WHAT YOU ARE ASKED TO DO:
Please select and copy every line of the records below that contains the word "wooden", matching its case exactly.

[Stored entries]
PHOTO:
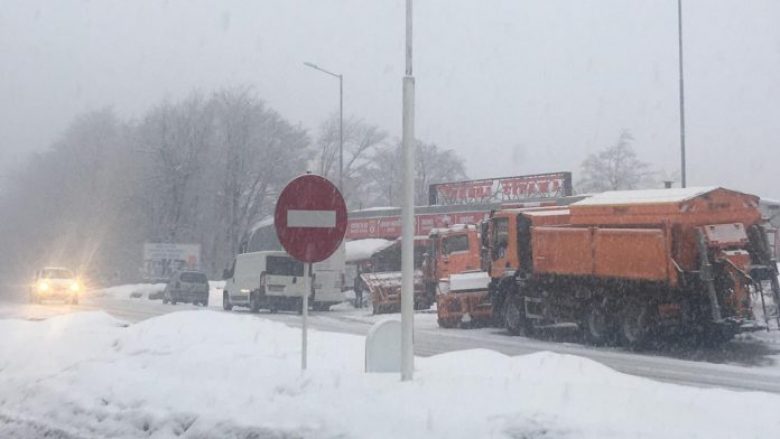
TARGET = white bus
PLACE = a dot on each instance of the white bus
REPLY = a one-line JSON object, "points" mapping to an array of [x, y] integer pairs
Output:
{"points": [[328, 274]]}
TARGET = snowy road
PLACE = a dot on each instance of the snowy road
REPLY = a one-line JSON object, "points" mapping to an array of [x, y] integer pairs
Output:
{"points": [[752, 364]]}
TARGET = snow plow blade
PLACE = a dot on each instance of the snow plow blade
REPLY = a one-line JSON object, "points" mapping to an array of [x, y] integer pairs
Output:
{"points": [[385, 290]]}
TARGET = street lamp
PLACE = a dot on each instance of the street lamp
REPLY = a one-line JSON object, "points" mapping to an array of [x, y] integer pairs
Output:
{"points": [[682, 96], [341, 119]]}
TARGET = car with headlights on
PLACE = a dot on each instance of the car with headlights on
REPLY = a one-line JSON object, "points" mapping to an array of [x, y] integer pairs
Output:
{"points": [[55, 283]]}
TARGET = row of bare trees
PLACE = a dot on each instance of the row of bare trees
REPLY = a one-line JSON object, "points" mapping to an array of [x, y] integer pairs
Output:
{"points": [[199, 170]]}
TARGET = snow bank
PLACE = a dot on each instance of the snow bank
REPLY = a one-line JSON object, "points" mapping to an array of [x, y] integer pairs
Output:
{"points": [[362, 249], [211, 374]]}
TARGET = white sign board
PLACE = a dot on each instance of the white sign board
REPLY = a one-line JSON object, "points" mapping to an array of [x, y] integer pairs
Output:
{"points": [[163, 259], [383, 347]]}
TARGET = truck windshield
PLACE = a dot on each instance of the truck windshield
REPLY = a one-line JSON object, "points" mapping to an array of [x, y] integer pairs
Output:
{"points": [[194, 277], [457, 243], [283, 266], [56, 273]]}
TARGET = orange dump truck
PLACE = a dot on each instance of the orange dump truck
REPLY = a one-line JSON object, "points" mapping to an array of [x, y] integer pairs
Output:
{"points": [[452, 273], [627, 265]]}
---
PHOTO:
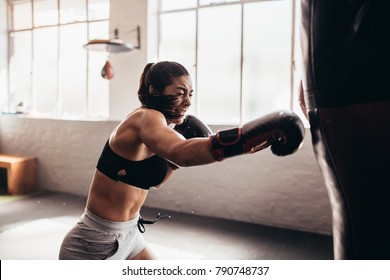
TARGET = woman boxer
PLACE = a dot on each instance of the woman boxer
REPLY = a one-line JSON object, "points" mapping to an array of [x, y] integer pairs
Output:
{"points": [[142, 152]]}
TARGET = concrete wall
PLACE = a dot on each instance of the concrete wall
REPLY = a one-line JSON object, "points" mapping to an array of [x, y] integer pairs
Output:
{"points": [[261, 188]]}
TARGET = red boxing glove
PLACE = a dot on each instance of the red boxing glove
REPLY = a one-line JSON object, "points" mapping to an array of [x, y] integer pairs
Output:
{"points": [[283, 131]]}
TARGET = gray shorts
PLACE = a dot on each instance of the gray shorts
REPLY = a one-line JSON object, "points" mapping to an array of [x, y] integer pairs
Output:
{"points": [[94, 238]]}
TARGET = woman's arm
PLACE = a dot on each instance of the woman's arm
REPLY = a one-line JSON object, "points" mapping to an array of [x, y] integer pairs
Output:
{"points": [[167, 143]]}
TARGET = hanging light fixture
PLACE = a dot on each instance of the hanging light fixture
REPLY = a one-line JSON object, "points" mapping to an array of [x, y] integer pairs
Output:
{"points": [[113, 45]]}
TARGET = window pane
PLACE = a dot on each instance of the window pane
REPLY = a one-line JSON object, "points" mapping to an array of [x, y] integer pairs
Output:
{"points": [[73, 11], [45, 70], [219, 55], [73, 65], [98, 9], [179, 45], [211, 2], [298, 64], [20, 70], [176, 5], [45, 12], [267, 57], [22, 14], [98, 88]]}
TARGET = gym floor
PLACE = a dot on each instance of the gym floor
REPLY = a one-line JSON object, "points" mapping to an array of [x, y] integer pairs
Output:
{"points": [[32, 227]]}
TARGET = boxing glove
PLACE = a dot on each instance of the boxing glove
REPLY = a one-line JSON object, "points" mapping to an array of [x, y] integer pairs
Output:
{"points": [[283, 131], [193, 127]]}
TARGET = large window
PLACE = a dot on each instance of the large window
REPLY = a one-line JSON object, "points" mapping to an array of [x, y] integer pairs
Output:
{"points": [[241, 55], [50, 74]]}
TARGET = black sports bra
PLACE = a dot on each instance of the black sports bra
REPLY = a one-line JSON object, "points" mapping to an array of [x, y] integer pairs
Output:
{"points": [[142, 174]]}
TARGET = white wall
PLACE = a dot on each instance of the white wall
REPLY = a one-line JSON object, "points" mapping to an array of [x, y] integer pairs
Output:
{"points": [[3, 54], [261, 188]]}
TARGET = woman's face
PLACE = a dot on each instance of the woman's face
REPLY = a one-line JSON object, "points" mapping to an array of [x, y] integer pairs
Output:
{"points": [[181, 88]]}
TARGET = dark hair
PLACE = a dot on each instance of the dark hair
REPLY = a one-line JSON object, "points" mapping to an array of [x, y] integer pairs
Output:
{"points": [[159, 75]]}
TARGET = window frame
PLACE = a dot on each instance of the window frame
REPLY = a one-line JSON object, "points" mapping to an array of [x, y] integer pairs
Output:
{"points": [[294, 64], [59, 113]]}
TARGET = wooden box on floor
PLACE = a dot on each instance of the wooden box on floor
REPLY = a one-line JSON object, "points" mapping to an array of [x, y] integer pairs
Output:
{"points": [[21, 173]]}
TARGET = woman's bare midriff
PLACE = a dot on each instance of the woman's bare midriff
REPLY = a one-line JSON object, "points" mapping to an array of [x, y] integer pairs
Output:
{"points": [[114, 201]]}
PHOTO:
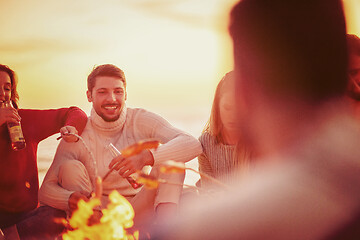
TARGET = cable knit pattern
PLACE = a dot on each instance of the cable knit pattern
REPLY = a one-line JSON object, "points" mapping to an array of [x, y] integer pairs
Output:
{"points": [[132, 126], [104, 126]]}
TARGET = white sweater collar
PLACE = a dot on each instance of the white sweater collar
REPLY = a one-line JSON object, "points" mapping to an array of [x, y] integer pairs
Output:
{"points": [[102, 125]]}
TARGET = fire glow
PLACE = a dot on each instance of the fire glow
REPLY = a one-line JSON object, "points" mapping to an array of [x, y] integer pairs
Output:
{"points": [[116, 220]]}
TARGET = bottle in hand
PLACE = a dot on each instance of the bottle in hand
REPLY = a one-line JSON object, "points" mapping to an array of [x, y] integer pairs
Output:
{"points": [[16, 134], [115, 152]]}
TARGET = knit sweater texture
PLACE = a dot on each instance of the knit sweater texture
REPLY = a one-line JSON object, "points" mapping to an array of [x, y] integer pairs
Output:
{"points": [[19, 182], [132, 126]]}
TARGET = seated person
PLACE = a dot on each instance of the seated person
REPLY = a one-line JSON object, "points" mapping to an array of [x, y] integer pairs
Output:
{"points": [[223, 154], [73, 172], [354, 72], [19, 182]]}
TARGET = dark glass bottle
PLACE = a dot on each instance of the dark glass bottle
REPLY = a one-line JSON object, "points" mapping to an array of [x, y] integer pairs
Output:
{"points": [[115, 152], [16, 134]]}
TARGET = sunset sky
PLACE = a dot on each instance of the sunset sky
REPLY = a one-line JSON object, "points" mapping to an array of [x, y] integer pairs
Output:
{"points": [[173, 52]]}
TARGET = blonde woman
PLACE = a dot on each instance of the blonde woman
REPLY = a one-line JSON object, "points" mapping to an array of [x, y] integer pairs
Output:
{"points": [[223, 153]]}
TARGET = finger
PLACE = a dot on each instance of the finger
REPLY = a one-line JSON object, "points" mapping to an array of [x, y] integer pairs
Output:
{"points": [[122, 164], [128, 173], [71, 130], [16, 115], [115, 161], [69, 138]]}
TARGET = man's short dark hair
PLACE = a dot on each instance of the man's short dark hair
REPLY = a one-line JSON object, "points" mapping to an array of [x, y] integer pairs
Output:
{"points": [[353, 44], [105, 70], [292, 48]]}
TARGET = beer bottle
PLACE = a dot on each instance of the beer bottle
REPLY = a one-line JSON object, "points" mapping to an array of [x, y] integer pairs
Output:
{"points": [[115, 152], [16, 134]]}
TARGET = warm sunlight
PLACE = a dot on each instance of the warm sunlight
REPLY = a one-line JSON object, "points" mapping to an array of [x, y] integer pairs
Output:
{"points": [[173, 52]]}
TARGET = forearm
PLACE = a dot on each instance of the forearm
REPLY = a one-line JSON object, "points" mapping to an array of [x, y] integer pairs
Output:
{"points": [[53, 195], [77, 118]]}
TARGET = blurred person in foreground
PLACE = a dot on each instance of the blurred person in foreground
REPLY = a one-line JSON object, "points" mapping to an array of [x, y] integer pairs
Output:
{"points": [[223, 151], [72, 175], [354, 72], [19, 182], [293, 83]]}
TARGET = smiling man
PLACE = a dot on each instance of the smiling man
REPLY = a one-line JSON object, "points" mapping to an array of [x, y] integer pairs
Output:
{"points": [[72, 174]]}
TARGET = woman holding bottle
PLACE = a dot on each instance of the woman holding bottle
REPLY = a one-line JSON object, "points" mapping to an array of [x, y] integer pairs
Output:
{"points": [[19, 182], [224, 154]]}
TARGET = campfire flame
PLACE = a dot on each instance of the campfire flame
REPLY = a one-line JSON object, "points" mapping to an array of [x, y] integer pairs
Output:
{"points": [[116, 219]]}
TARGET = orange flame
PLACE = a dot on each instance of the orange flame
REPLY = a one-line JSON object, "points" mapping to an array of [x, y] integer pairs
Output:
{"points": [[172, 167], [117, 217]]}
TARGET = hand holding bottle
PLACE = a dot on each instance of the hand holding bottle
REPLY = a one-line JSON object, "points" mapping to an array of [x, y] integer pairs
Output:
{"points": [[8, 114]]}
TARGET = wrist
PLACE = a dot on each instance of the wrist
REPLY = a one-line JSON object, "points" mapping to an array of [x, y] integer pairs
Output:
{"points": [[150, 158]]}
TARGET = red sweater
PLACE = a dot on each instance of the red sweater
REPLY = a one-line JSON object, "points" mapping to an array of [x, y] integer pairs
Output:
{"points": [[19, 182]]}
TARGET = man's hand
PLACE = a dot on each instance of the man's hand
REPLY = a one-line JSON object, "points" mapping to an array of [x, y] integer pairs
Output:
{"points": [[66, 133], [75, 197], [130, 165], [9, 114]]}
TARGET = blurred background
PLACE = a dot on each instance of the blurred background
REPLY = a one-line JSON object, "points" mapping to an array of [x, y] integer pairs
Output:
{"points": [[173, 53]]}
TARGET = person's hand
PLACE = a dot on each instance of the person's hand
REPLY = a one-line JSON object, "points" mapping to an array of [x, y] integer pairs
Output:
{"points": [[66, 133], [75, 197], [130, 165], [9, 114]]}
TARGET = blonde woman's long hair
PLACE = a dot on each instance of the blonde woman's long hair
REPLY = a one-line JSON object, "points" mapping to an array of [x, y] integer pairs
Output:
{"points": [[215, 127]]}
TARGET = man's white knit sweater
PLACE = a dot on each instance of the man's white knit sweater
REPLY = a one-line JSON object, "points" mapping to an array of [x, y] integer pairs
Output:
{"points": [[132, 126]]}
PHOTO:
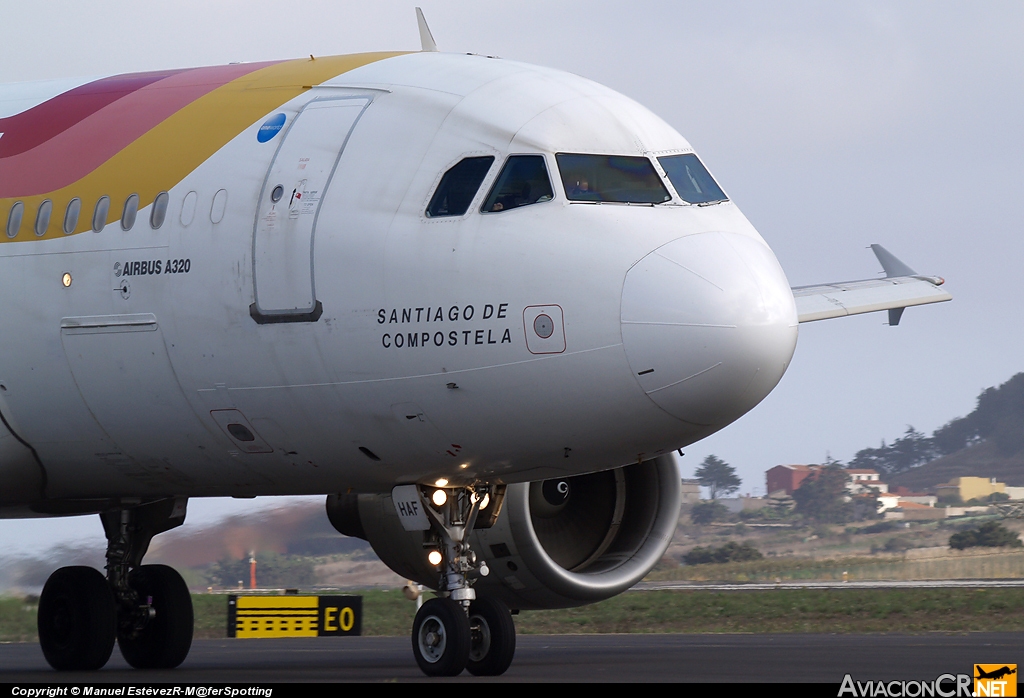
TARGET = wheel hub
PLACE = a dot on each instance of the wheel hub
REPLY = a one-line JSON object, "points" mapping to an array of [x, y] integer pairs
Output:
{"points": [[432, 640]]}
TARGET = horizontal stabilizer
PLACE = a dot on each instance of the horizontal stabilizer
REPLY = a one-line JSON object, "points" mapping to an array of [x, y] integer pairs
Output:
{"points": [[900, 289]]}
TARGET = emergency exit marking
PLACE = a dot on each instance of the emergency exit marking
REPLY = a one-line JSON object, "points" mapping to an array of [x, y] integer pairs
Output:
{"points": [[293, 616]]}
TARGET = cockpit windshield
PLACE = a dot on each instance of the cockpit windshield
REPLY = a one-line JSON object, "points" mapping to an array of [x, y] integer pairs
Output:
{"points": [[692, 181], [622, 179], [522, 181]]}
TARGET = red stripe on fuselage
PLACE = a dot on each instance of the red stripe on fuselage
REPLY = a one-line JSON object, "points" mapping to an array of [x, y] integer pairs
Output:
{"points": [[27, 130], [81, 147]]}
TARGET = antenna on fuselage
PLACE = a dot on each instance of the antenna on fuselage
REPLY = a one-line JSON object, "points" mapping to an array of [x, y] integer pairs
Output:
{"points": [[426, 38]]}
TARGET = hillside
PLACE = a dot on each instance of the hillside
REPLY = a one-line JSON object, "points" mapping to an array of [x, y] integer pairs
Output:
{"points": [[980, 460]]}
--
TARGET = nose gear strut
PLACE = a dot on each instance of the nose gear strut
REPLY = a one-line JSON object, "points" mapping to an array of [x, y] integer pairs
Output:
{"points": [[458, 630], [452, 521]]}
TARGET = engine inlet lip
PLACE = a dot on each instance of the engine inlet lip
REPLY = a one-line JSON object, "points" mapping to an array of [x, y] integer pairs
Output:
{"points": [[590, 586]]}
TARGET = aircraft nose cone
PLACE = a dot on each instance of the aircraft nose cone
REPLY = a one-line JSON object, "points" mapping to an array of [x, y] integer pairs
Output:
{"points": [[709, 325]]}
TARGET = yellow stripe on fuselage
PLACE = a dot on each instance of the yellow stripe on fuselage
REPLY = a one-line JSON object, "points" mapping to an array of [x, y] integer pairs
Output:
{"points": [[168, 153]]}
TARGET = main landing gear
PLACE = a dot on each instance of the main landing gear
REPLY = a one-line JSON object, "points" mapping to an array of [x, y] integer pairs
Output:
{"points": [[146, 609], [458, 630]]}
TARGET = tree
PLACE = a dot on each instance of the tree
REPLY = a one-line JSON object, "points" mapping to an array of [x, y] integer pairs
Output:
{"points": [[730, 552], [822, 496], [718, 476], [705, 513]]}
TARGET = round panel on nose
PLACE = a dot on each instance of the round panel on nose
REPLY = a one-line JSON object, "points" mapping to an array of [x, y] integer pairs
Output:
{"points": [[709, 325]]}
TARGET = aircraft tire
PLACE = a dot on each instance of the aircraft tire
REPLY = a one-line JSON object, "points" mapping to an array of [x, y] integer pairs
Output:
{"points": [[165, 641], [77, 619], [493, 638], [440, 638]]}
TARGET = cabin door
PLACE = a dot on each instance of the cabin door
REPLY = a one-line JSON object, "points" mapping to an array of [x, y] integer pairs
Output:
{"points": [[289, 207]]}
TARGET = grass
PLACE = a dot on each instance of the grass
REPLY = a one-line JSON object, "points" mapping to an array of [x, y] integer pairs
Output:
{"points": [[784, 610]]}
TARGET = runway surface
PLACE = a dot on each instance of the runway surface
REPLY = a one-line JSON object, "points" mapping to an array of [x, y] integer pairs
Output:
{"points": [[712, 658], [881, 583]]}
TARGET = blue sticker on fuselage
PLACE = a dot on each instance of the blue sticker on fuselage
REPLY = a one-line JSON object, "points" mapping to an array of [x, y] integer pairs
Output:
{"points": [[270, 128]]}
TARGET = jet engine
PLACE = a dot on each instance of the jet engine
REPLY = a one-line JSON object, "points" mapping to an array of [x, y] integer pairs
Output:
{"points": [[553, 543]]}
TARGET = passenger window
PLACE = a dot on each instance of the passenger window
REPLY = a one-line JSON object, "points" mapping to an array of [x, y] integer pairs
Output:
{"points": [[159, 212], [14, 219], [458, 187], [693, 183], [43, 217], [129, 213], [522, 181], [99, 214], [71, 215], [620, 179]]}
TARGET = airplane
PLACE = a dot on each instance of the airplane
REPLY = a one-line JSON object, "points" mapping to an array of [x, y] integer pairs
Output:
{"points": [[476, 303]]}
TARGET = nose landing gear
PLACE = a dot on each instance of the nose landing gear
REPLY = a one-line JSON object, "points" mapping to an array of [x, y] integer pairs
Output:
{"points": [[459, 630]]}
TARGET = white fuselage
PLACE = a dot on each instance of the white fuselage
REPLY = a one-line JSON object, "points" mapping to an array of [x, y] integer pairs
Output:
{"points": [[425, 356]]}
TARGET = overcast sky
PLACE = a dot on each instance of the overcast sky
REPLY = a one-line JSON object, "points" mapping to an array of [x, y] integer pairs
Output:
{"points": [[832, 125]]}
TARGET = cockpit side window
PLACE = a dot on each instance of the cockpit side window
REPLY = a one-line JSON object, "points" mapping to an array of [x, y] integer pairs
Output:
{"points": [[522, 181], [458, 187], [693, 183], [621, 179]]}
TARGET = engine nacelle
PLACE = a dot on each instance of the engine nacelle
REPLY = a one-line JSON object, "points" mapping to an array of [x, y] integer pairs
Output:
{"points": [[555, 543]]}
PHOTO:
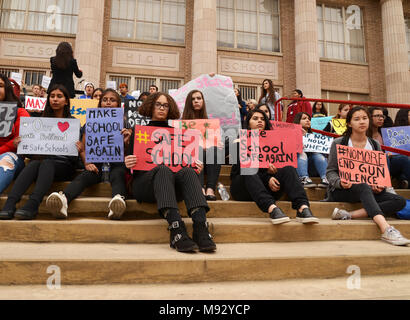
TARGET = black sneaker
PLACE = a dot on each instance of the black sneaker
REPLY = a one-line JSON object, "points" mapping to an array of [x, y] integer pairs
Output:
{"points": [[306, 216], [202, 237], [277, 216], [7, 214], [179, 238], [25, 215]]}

SOLUTION FOR THIS PROBLEM:
TARGET = wooden box on floor
PLACE = a dot on each instance of the wooden box on floor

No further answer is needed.